WHAT NEEDS TO BE DONE:
Transcribe the records exactly. Pictures do not belong in the transcription.

GIVEN ENTRIES:

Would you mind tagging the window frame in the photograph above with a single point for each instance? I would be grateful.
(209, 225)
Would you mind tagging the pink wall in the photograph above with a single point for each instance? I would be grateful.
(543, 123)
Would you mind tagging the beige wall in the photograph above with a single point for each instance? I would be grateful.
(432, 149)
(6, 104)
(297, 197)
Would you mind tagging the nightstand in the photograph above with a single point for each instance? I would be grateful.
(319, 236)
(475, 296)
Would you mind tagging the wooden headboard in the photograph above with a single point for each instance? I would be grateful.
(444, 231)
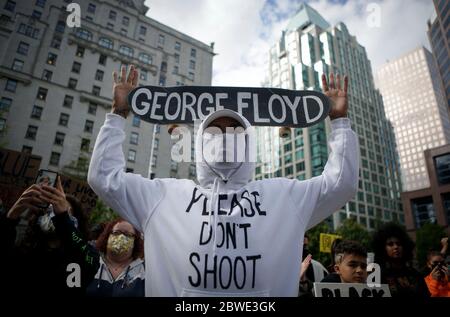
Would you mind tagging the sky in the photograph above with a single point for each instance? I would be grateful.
(244, 30)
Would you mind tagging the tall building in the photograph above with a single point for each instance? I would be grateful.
(56, 82)
(439, 36)
(415, 104)
(309, 47)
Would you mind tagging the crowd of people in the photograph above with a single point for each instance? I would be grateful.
(112, 259)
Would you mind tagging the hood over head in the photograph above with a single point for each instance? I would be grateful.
(232, 177)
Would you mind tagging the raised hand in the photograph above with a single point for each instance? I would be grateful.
(121, 88)
(337, 95)
(30, 199)
(56, 197)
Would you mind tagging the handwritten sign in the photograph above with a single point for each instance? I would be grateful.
(326, 240)
(350, 290)
(260, 106)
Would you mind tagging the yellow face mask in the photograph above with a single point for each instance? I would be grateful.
(120, 244)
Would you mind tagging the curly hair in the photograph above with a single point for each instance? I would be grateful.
(102, 241)
(391, 230)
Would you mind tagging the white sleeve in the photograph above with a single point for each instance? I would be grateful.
(131, 195)
(318, 197)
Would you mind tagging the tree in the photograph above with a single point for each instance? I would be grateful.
(428, 237)
(352, 230)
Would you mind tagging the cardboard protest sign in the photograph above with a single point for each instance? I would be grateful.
(350, 290)
(260, 106)
(326, 240)
(18, 171)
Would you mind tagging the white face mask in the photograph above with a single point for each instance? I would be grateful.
(224, 150)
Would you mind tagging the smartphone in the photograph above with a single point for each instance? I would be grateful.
(46, 177)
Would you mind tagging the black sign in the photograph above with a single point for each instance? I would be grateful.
(260, 106)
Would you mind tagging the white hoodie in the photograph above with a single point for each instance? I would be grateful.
(252, 246)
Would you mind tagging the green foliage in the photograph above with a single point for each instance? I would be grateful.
(352, 230)
(101, 213)
(428, 237)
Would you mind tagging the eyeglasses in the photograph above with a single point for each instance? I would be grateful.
(127, 234)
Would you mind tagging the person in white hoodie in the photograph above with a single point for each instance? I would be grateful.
(226, 235)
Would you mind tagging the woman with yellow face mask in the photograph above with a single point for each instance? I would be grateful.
(115, 267)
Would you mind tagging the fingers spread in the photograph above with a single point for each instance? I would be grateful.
(324, 83)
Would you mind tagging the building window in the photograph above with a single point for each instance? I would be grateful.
(136, 121)
(442, 164)
(131, 155)
(80, 51)
(134, 138)
(72, 83)
(99, 75)
(23, 48)
(68, 101)
(17, 65)
(145, 58)
(125, 50)
(42, 93)
(85, 145)
(161, 39)
(27, 149)
(59, 138)
(36, 112)
(83, 34)
(28, 30)
(31, 132)
(40, 3)
(60, 27)
(10, 5)
(92, 108)
(5, 104)
(102, 59)
(64, 119)
(106, 43)
(112, 15)
(51, 58)
(91, 8)
(89, 126)
(76, 67)
(11, 85)
(36, 14)
(143, 74)
(423, 211)
(56, 42)
(96, 90)
(54, 158)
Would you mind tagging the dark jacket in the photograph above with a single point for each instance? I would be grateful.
(129, 283)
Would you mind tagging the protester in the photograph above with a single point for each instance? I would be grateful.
(117, 260)
(394, 252)
(225, 236)
(350, 263)
(437, 281)
(38, 262)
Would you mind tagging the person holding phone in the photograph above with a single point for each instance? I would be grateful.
(437, 281)
(35, 259)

ANSWER BOX:
Would you mind tagging the window frame in the photograph above with a single point for each instance? I would be grateful.
(209, 225)
Would you mind tagging the pink wall in the photograph above with a single point for each instance? I would be grateful.
(543, 123)
Would you mind tagging the beige wall in the photograph above with a single point for each instance? I would be grateful.
(432, 149)
(6, 104)
(297, 197)
Would you mind tagging the nightstand in the photograph above with a single point for each instance? I would be grateful.
(319, 236)
(475, 296)
Would you mind tagging the wooden headboard in the photograph above with a single point for each instance? I would be grateful.
(444, 231)
Would you mind tagging the sky in the photograph above with a single point for each instance? I would be grateful.
(244, 30)
Would you mind tagging the tall building in the photograph above with a single point for each instance? I would be grateful.
(56, 82)
(439, 36)
(415, 104)
(309, 47)
Would you mind tagging the crowd of people in the photograph above with a single point for each instance? I would be grateful.
(112, 259)
Would you mind tagging the hood over head in the photograph above with a single point for each instance? I would be grateful.
(232, 177)
Would you mind tagging the raised hand in the photograph above with a single point for each instance? I would be grateful.
(121, 88)
(337, 95)
(30, 199)
(56, 197)
Would you mind tagging the handwritten sign in the photograph above with a single point for each instance? I would be grateful.
(326, 240)
(350, 290)
(260, 106)
Would you mind tagging the yellow face mask in the photograph above with a single point for each instance? I would be grateful.
(120, 244)
Would you mind tagging the curly hair in the photograph above with a single point for each instance? I would be grateful.
(102, 241)
(391, 230)
Would you mind tagging the white sleeve in the photograph above with a single point for each instance? I would be grateful.
(131, 195)
(318, 197)
Would you mind tagging the tree in the photograph above with a single point for each instance? I would be grateful.
(428, 237)
(352, 230)
Would you mind tagging the cardboard protest sign in the photograph above with a single point for each instance? I would be grateful.
(350, 290)
(260, 106)
(326, 240)
(18, 171)
Would you mind tagging the white face mask in the photograph above with a single point for each instance? I would be grateful.
(224, 150)
Would you mind tagging the smartphone in the photograph above with a single point for each instance? I would be grateful.
(46, 177)
Would you mind tagging the black sign in the photograph above with a single point for each instance? I would be grateful.
(260, 106)
Would you mind tagging the white hoodie in the photograph above with a single point for each instance? I would be grateful.
(252, 246)
Would you mind tagging the green foliage in the photograph above with a single point for each instance? I would be grateful.
(352, 230)
(101, 213)
(428, 237)
Would you mind tagging the eyeglasses in the photograph above with a single point for each instance? I would be grateful.
(127, 234)
Would you mind tagging the person in white hoodie in the photograph above with a single point for each instance? I would be grateful.
(226, 235)
Would you mind tagging the woman with yellow face mask in the photograph above with a single point for each instance? I would be grateful.
(115, 267)
Would you mind tagging the fingers spread in the photograph above with a single point for each instance? I would be grateful.
(324, 83)
Would you mind tagging the building window in the photograph above with a single point for each instance? I would be grateful.
(136, 121)
(442, 164)
(131, 155)
(80, 51)
(134, 138)
(72, 83)
(99, 75)
(23, 48)
(68, 101)
(17, 65)
(145, 58)
(125, 50)
(42, 93)
(85, 145)
(161, 39)
(27, 149)
(59, 138)
(36, 112)
(83, 34)
(28, 30)
(31, 132)
(40, 3)
(60, 27)
(10, 5)
(92, 108)
(5, 104)
(102, 59)
(64, 119)
(106, 43)
(112, 15)
(51, 58)
(91, 8)
(89, 126)
(76, 67)
(11, 85)
(36, 14)
(143, 74)
(423, 211)
(56, 42)
(96, 90)
(54, 158)
Would you mind tagging the dark jacket in the photograph above with a single point for each instance? I would be grateful.
(129, 283)
Would you mind tagging the protester in the photograph above with a single point for each instance? I would be grateful.
(117, 260)
(394, 252)
(225, 236)
(350, 263)
(437, 281)
(38, 262)
Would you mind tagging the person holding phone in the photograph above with a single point for each instance? I would be grateful.
(437, 281)
(35, 259)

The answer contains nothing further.